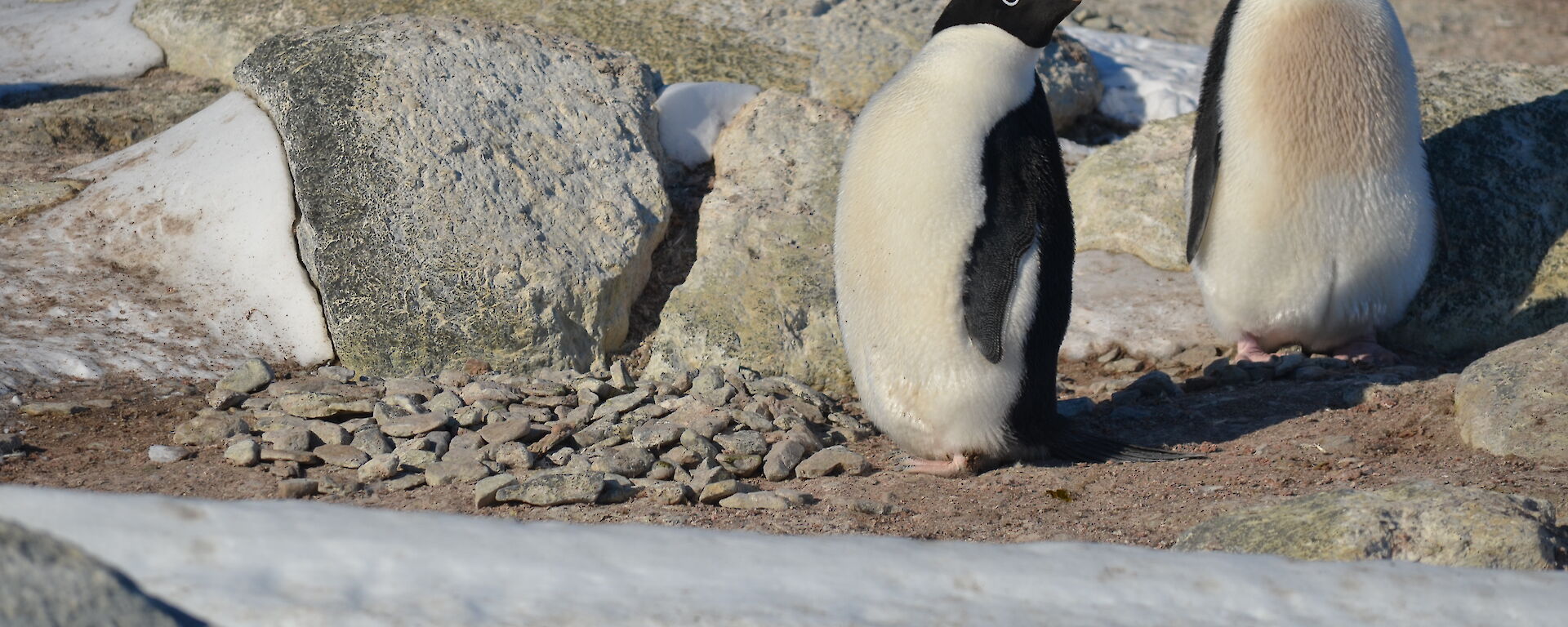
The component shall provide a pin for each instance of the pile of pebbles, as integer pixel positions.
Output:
(555, 438)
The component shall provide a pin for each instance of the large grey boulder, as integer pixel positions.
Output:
(840, 52)
(47, 582)
(1498, 168)
(466, 190)
(1414, 521)
(1515, 398)
(761, 291)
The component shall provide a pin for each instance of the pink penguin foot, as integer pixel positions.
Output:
(1249, 350)
(959, 466)
(1365, 350)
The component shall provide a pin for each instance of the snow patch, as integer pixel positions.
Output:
(1145, 78)
(63, 41)
(298, 563)
(177, 260)
(690, 117)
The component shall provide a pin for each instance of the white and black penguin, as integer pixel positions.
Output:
(954, 248)
(1308, 199)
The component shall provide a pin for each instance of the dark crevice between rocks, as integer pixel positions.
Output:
(671, 262)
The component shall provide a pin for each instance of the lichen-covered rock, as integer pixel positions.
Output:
(466, 190)
(1498, 171)
(1413, 521)
(1515, 398)
(761, 291)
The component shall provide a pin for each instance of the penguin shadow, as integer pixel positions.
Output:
(1225, 402)
(1501, 185)
(22, 95)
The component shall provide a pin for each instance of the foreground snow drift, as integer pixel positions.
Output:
(286, 563)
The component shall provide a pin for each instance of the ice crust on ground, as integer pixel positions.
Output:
(690, 117)
(1145, 78)
(176, 260)
(44, 42)
(298, 563)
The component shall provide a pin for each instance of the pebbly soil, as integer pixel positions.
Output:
(1264, 442)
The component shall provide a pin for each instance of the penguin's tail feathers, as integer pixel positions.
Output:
(1079, 447)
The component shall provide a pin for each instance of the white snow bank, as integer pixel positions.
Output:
(1121, 301)
(298, 563)
(690, 117)
(1145, 78)
(177, 260)
(63, 41)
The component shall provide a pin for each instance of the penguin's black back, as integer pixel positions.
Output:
(1206, 134)
(1026, 199)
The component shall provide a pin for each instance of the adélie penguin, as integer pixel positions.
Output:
(954, 250)
(1310, 207)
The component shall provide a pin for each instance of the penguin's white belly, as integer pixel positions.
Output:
(910, 201)
(1322, 223)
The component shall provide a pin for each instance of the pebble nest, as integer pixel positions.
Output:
(555, 438)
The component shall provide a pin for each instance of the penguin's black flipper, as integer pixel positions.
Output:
(1092, 449)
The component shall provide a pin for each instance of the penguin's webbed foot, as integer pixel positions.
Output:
(959, 466)
(1365, 350)
(1249, 350)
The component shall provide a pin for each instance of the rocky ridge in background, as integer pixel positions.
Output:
(457, 207)
(1496, 180)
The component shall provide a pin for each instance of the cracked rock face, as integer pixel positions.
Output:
(1414, 521)
(453, 206)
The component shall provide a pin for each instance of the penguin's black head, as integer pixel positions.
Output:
(1029, 20)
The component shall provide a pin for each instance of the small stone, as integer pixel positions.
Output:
(298, 456)
(507, 430)
(342, 455)
(247, 378)
(662, 470)
(783, 460)
(668, 492)
(742, 442)
(444, 402)
(514, 455)
(221, 398)
(741, 465)
(296, 488)
(400, 483)
(328, 433)
(372, 441)
(833, 461)
(289, 438)
(700, 446)
(380, 468)
(286, 469)
(485, 491)
(1310, 373)
(243, 453)
(719, 491)
(621, 403)
(657, 434)
(755, 500)
(452, 472)
(336, 373)
(555, 490)
(209, 429)
(490, 391)
(706, 474)
(168, 455)
(52, 408)
(414, 425)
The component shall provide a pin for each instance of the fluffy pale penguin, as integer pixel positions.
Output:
(954, 248)
(1308, 199)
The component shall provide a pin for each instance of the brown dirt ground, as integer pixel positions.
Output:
(1264, 442)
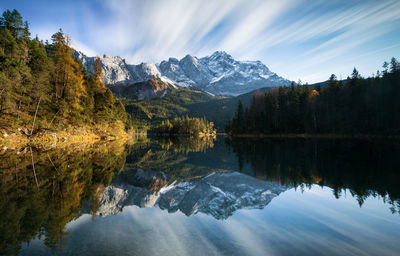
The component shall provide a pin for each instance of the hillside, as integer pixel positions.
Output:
(217, 74)
(180, 101)
(44, 89)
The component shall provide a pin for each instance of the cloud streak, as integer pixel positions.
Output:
(295, 38)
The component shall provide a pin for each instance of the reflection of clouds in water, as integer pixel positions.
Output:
(174, 233)
(304, 223)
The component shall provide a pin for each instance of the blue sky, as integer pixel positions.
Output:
(298, 39)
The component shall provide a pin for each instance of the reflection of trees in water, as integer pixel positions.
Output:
(65, 178)
(365, 168)
(186, 144)
(170, 155)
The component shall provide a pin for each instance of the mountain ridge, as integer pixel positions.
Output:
(217, 74)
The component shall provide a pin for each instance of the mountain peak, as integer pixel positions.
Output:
(217, 74)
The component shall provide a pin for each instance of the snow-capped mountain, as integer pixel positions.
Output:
(218, 194)
(218, 74)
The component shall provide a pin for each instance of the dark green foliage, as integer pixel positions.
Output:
(353, 106)
(47, 78)
(186, 125)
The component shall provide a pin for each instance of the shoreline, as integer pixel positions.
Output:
(315, 136)
(59, 139)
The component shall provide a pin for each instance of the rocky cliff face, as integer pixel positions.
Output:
(153, 88)
(218, 194)
(218, 74)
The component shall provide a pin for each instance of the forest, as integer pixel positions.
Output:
(186, 125)
(355, 105)
(43, 87)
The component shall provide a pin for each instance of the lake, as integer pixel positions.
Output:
(203, 196)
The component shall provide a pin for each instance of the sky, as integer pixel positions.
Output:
(297, 39)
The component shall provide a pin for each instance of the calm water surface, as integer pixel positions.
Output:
(203, 197)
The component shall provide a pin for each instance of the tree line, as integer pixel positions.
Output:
(355, 105)
(186, 125)
(42, 85)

◆ **What needs to be done**
Produce an exact copy of the records above, leaving out the pictures.

◆ **The answer**
The component shall provide a pin for each instance of the pile of pebbles, as integer pixel positions.
Output:
(555, 438)
The component shall provide a pin for each instance of the large grey boulder, as integer pixel positions.
Output:
(840, 52)
(47, 582)
(1498, 168)
(466, 190)
(1414, 521)
(1515, 398)
(761, 291)
The component shall provide a pin for each instance of the pink penguin foot, as integer pixel positions.
Output:
(1249, 350)
(959, 466)
(1365, 350)
The component shall provide a pin for each instance of the snow patch, as integer pixel positions.
Output:
(1145, 78)
(63, 41)
(298, 563)
(177, 260)
(690, 117)
The component shall provide a pin for each instance of the white and black penguin, as integer pixel positions.
Output:
(954, 248)
(1308, 199)
The component shall provide a pin for each instance of the dark crevice between rocks, as integer pixel positions.
Output:
(671, 262)
The component shall provide a pin for each instance of the lichen-covered rock, as integer pixel positions.
Output:
(466, 190)
(1498, 171)
(1413, 521)
(1515, 398)
(761, 291)
The component shall provide a pin for each instance of the penguin shadow, as integer pixel positions.
Output:
(1225, 402)
(1501, 185)
(22, 95)
The component shall provide a pin for each instance of the foreground snow drift, as integer pixel positions.
Output:
(286, 563)
The component shall provide a pin for each instance of the ice crust on ground, as integer pixel positions.
Output:
(690, 117)
(1145, 78)
(176, 260)
(44, 42)
(298, 563)
The component shall provide a pin for each instance of the pebbly soil, as integer pixel positions.
Output:
(1264, 442)
The component shall provide a pin for each instance of the penguin's tail feathers, as integer pixel positions.
Output:
(1079, 447)
The component shall provide a pin for each instance of the white snow bank, as integer pixel positions.
Output:
(1121, 301)
(298, 563)
(690, 117)
(1145, 78)
(177, 260)
(63, 41)
The component shall provide a pin for each instance of the penguin's black back, as integer pixel positions.
Output:
(1206, 134)
(1026, 199)
The component shall provide a pin for each instance of the adélie penguin, as integer pixel positions.
Output:
(954, 250)
(1310, 207)
The component shall provide a pin for each instance of the penguin's white belly, as integer pixel positions.
Output:
(910, 201)
(1322, 223)
The component shall provide a pin for each instance of the pebble nest, as integer pixel positions.
Output:
(555, 438)
The component shall provide a pin for each instance of the penguin's black flipper, as integer pixel positions.
Output:
(1092, 449)
The component shall provide a pin for each instance of the penguin's webbed foot, as integer pixel positions.
Output:
(959, 466)
(1365, 350)
(1249, 350)
The component shall provide a pin for each instance of the rocky ridge in background, as integer pixel positions.
Output:
(457, 207)
(1496, 180)
The component shall provide a pin for each instance of the cracked rock face, as integer pixel positions.
Output:
(1414, 521)
(453, 206)
The component shall provide a pin for each instance of the penguin's black head, as integer pixel positions.
Output:
(1029, 20)
The component shall provide a pin for each instance of the small stone, as integer pixel positions.
Output:
(298, 456)
(507, 430)
(342, 455)
(247, 378)
(662, 470)
(783, 460)
(668, 492)
(742, 442)
(444, 402)
(514, 455)
(221, 398)
(741, 465)
(296, 488)
(400, 483)
(328, 433)
(372, 441)
(833, 461)
(289, 438)
(700, 446)
(380, 468)
(286, 469)
(485, 491)
(1310, 373)
(243, 453)
(719, 491)
(621, 403)
(657, 434)
(755, 500)
(452, 472)
(336, 373)
(555, 490)
(209, 429)
(490, 391)
(706, 474)
(168, 455)
(52, 408)
(414, 425)
The component shall provide a pin for each instance of the fluffy pale penguin, as integer pixel positions.
Output:
(954, 248)
(1308, 199)
The component shall provide a pin for each instance of the brown dirt ground, as integer pixel positions.
Output:
(1264, 442)
The component shall provide a pin for each instance of the hillside, as integer pixel positions.
Output:
(217, 74)
(180, 101)
(44, 89)
The component shall provide a pin for each instance of the cloud streak, as integer pixel positions.
Output:
(295, 38)
The component shall provide a pin for each instance of the reflection of clouds in water, as integer pixel positions.
Output:
(174, 233)
(304, 223)
The component shall provide a pin for each instance of the blue sky, as integer pixel positions.
Output:
(298, 39)
The component shall provide a pin for each instance of the reflection of trees in water, as integer pixel positions.
Output:
(65, 178)
(365, 168)
(186, 144)
(170, 155)
The component shall provide a pin for each instance of the mountain ridge, as integer pixel positions.
Output:
(217, 74)
The component shall provide a pin for each instance of the mountain peak, as integer pixel positions.
Output:
(217, 74)
The component shall provide a pin for each instance of the snow-capped mountain, as integer pixel positions.
Output:
(218, 194)
(218, 74)
The component shall provide a pin for each instance of the dark green foliage, as integer pixel positions.
Output:
(353, 106)
(47, 78)
(186, 125)
The component shall provide a pin for each instance of the shoreline, as integer pixel positions.
Output:
(315, 136)
(59, 139)
The component shall provide a pin for each instance of the rocky cliff face, as integer pixel positions.
Output:
(153, 88)
(218, 194)
(218, 74)
The component shall provide a pin for each instance of the forest, as integer pixel positions.
Output:
(186, 125)
(355, 105)
(43, 87)
The component shall provide a pin for each instance of the lake, as integer pixel positions.
Output:
(203, 196)
The component shall provide a pin for each instance of the sky, as integer pixel positions.
Output:
(297, 39)
The component shall provide a pin for each instance of the calm water surface, as integer pixel positions.
Output:
(203, 197)
The component shall provide a pin for each instance of the tree line, as integer pixel positions.
Output:
(355, 105)
(186, 125)
(42, 85)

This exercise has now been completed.